_Instruction_:
Retype the listing that follows, exactly as written.

Stored records
■ ■ ■ ■

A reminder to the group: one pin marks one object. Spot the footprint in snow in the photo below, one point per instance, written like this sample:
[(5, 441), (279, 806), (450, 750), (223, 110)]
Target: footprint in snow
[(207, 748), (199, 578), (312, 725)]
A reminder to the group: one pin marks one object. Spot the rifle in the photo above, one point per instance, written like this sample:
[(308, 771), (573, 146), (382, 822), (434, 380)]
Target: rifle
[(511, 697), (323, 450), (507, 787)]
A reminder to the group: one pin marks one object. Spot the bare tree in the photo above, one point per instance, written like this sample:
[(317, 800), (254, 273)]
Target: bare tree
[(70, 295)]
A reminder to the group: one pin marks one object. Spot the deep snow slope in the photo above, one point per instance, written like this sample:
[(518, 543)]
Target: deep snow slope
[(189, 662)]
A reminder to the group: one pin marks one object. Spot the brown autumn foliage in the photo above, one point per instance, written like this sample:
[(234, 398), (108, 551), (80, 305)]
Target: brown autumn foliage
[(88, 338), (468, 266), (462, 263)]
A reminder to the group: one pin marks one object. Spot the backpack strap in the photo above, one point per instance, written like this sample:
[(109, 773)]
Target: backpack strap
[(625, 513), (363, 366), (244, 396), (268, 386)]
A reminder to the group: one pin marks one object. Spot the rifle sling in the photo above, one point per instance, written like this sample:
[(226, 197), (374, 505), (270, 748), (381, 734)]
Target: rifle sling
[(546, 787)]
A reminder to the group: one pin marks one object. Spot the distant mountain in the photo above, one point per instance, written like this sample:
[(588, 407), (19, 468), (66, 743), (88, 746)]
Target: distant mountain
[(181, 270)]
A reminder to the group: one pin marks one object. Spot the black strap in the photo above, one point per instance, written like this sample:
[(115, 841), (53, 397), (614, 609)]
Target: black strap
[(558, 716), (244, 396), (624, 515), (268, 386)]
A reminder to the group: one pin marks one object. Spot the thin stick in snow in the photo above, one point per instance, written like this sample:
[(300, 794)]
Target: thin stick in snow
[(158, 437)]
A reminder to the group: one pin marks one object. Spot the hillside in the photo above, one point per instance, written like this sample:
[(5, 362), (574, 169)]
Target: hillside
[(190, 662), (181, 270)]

■ ■ ■ ■

_Output of the exercise_:
A reminder to the group: one pin marks one object. Spot the footprint in snow in the photo below, one point per instance, written like this sample:
[(5, 441), (279, 806), (450, 750), (223, 110)]
Target: footprint in snow
[(207, 748), (199, 578), (312, 725)]
A reminder to the group: one pin marks one object. Spot the rifle in the photo above, one point per instance, written like this sample:
[(308, 771), (573, 146), (382, 822), (434, 380)]
Target: rifle
[(511, 697), (323, 450), (507, 787)]
A reminder to the group: one pin marks one object. Spot the bare tree in the photo above, one point per instance, written like this sample:
[(317, 800), (254, 273)]
Target: bare tree
[(70, 295)]
A reminder to the group: one pin marks one object. Spot the deep snow slope in the photo above, one point per instance, written like this sample:
[(518, 543)]
Target: deep snow slope
[(189, 662)]
A reminder to the group: one pin marks one object. Spot the brown autumn foliage in the photo above, one point per instance, written like this sample:
[(234, 398), (108, 551), (80, 305)]
Target: brown autumn foliage
[(88, 338), (468, 266), (462, 263)]
A reminder to the group: one pin marks one object. Spot the backpack strap in the photo above, one point per instance, written like this sample:
[(109, 773)]
Target: backpack strap
[(625, 513), (363, 366), (244, 396), (268, 386)]
A reminder to the group: one pin marks one object. Spot the rifle sling in the photo above, one point per instance, written like this sample:
[(226, 197), (374, 505), (270, 748), (381, 734)]
Target: rifle sling
[(546, 787)]
A reminder to the group: one pin marks one object. Spot the distant mountain in the photo above, one point per instance, written like this sample:
[(588, 407), (19, 468), (66, 743), (88, 746)]
Target: distant mountain
[(181, 270)]
A reminder to the group: one pin marks one object. Spot the black strap in the photo above, one point per instance, written like this sample:
[(115, 841), (53, 397), (614, 609)]
Target: black strap
[(558, 716), (244, 396), (624, 515), (268, 386)]
A reminder to the group: one pin marks one object. Spot the thin stick in snow in the photo above, one point per instance, written like this sample:
[(300, 794)]
Target: thin stick in snow
[(158, 437)]
A reminder to the group: one pin marks one object. Spot the hillside in the photo above, one point per instance, written like this sample:
[(5, 362), (574, 169)]
Target: hillside
[(190, 662), (181, 270)]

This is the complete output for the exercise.